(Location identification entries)
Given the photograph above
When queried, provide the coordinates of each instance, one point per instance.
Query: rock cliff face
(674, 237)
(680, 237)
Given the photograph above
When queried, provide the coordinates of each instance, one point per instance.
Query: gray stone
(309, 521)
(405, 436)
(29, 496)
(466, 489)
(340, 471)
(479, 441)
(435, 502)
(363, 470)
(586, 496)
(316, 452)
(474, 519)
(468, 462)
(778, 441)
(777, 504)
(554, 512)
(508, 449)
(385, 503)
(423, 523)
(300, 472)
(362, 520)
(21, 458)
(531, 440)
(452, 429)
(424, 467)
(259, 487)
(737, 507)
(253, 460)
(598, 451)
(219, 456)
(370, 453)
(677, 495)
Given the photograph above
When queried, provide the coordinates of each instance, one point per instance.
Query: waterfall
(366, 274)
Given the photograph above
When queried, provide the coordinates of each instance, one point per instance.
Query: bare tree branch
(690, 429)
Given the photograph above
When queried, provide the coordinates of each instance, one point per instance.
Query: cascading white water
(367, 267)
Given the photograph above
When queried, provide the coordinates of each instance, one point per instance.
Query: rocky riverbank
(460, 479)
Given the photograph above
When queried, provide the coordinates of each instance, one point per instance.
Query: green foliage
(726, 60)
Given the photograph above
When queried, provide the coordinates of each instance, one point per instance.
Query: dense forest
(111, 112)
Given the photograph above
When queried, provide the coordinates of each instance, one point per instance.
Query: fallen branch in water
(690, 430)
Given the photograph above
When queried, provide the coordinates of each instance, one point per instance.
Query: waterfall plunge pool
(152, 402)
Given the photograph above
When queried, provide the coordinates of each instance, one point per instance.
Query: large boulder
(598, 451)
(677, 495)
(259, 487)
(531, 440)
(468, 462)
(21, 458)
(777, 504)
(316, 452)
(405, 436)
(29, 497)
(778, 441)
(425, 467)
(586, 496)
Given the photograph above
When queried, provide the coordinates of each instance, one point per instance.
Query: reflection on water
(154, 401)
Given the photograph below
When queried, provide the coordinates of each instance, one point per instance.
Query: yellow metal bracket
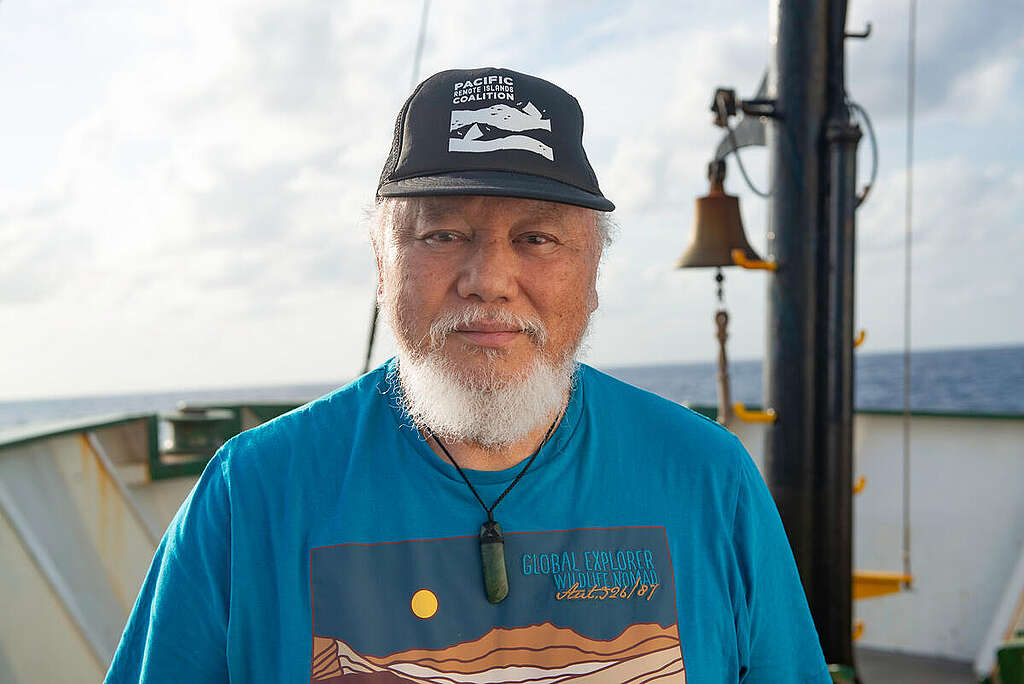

→ **WHAT IS EXPECTED**
Lay out the data above as a Markdown table with two columns, Row and Line, giving each non-blank line its own numbered row. Leave the pictures out of the table.

→ **WRITTEN RESPONSE**
| Row | Line |
|---|---|
| 1 | Given the photograph above |
| 2 | When queried, provide the coordinates of each instance, one point per instance. |
| 3 | Query: rock cliff face |
| 4 | (674, 237) |
| 5 | (680, 237) |
| 6 | Given the photograph above |
| 7 | When queried, provide the coordinates of each instance, one point per instance. |
| 8 | Query: gray stone |
| 9 | (309, 521) |
| 10 | (405, 436) |
| 11 | (29, 496) |
| 12 | (466, 489) |
| 13 | (340, 471) |
| 14 | (479, 441) |
| 15 | (435, 502) |
| 16 | (363, 470) |
| 17 | (586, 496) |
| 18 | (316, 452) |
| 19 | (474, 519) |
| 20 | (468, 462) |
| 21 | (778, 441) |
| 22 | (777, 504) |
| 23 | (554, 512) |
| 24 | (508, 449) |
| 25 | (385, 503) |
| 26 | (423, 523) |
| 27 | (300, 472) |
| 28 | (362, 520) |
| 29 | (21, 458) |
| 30 | (531, 440) |
| 31 | (452, 429) |
| 32 | (424, 467) |
| 33 | (259, 487) |
| 34 | (737, 507) |
| 35 | (253, 460) |
| 36 | (598, 451) |
| 37 | (219, 456) |
| 38 | (370, 453) |
| 39 | (677, 495) |
| 40 | Given the photograph above |
| 41 | When queried, provide the coordinates of each instance, one point per instance. |
| 42 | Query: waterfall |
| 43 | (366, 274) |
| 44 | Given the photograph above |
| 45 | When queried, provide the coordinates of each instance, one point per instance. |
| 46 | Query: bare tree branch |
| 47 | (690, 429) |
| 48 | Given the photograph above |
| 49 | When queried, provide the coordinates of each instance, one point per instance. |
| 50 | Query: cascading white water |
| 51 | (367, 267) |
| 52 | Given the photograph above |
| 53 | When queried, provide the coordinates of each instance, one point per instance. |
| 54 | Query: rocky riverbank |
| 55 | (460, 479) |
| 56 | Given the photograph above |
| 57 | When queried, provide the coordinates of each instance, one point per instance. |
| 58 | Query: green foliage |
| 59 | (726, 60) |
| 60 | Given the photograph above |
| 61 | When queried, provide the coordinates of each instance, one point per instance. |
| 62 | Query: dense forest |
| 63 | (111, 112) |
| 64 | Given the photograph above |
| 65 | When queried, provide the coordinates of each instance, one point per instance. |
| 66 | Query: fallen branch in water |
| 67 | (690, 430) |
| 68 | Given the photograph above |
| 69 | When queried, provide the coordinates of each instance, one point per instance. |
| 70 | Query: waterfall plunge pool |
| 71 | (152, 402) |
| 72 | Given the photograph above |
| 73 | When queried, provide the coordinates of each instance, one point per instance. |
| 74 | Query: large boulder |
| 75 | (598, 451) |
| 76 | (677, 495) |
| 77 | (259, 487) |
| 78 | (531, 440) |
| 79 | (468, 462) |
| 80 | (21, 458) |
| 81 | (777, 504) |
| 82 | (316, 452) |
| 83 | (405, 436) |
| 84 | (29, 497) |
| 85 | (778, 441) |
| 86 | (425, 467) |
| 87 | (586, 496) |
| 88 | Given the photograph above |
| 89 | When queried, provide the coordinates of each instance, one point per instance. |
| 90 | Query: reflection on water |
| 91 | (154, 401) |
| 92 | Given the photograph below |
| 93 | When queried, provide the coordinates of each instance, one point per instance. |
| 94 | Query: yellow metal bracket |